_GIVEN PASSAGE_.
%--------------------------------------------------------------------------
% CHAMELEM.MATE
%--------------------------------------------------------------------------
% Creation of a CHAMELEM describing the material parameters related to a
% given MODEL object
%--------------------------------------------------------------------------
% Syntax
%--------------------------------------------------------------------------
CHAM1 = CHAMELEM.MATE(MO1,label1,val1,...
labeln,valn)
%--------------------------------------------------------------------------
% Description
%--------------------------------------------------------------------------
% CHAMELEM.MATE allows to create a CHAMELEM describing the material
% parameters related to a given MODEL object. The total number of
% parameters depends on the MODEL object.
%--------------------------------------------------------------------------
% Input arguments
%--------------------------------------------------------------------------
% MO1 : MODEL object
% label1 : STRING object describing the name of the component 1
% val1 : scalar, vector object describing the value 1 of componenent 1 of
% the CHAMELEM
% labeln : STRING object describing the name of the component n
% valn : scalar, vector object describing the value n of componenent n of
% the CHAMELEM
%
% +++++++++++++++++++++++++
% ELASTICITY
% +++++++++++++++++++++++++
% Note the following parameters should be considered even in case of
% PLASTICITY or DAMAGE laws. They are mandatory as soon as ELASTICITY is
% considered.

Entries from a dataset

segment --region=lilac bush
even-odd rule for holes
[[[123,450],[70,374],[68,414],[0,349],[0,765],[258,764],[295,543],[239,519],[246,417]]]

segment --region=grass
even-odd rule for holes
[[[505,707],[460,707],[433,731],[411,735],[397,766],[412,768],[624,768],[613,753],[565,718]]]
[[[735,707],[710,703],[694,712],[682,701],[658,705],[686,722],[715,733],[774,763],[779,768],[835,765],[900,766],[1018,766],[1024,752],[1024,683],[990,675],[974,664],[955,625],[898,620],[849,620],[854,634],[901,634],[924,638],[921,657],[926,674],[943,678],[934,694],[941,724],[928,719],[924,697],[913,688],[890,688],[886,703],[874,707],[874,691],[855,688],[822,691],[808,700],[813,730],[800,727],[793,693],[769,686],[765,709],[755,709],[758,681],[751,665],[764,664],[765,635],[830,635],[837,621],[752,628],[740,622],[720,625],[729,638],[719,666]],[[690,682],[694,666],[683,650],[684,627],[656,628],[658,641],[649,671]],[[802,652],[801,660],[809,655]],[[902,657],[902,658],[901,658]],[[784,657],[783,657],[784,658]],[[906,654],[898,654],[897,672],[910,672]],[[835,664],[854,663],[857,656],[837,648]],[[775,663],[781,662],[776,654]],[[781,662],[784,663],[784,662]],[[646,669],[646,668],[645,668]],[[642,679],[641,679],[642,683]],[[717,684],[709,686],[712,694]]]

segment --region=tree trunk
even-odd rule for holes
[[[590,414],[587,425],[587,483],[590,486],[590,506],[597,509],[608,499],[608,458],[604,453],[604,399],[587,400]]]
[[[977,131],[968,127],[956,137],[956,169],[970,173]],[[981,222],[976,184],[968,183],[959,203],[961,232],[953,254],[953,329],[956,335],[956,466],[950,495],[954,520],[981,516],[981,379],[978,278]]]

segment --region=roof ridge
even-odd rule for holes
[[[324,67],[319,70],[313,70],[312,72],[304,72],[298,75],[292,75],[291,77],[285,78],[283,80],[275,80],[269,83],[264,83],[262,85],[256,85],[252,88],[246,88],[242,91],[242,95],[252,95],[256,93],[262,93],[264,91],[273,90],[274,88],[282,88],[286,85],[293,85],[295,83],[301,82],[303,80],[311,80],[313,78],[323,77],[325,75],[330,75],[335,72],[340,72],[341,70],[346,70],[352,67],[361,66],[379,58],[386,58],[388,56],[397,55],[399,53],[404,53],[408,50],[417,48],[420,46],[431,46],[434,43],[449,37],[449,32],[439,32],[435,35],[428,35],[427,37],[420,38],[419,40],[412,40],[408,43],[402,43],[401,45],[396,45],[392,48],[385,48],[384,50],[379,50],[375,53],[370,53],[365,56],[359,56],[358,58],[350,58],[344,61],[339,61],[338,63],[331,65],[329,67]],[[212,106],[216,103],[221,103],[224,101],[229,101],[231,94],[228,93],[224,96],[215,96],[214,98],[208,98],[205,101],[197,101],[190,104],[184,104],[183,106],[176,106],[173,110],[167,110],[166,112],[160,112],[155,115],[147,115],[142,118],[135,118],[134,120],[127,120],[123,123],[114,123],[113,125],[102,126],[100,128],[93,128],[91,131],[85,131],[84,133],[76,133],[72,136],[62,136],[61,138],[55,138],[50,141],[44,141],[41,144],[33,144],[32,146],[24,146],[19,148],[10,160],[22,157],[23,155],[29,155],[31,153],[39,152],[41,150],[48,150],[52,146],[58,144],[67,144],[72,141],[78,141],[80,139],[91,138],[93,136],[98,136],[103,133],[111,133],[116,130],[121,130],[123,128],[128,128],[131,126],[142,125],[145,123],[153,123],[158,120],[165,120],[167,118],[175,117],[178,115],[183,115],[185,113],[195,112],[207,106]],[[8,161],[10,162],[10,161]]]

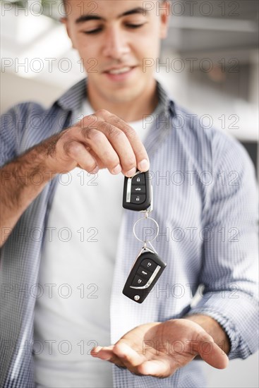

_TO BE DONE_.
1. From the CHAMELEM.MATE documentation, pull out the stretch from "labeln,valn)" through "the MODEL object." word for word.
2. According to the CHAMELEM.MATE documentation, what does the total number of material parameters depend on?

_COMPLETED EXERCISE_.
1.
labeln,valn)
%--------------------------------------------------------------------------
% Description
%--------------------------------------------------------------------------
% CHAMELEM.MATE allows to create a CHAMELEM describing the material
% parameters related to a given MODEL object. The total number of
% parameters depends on the MODEL object.

2. The MODEL object.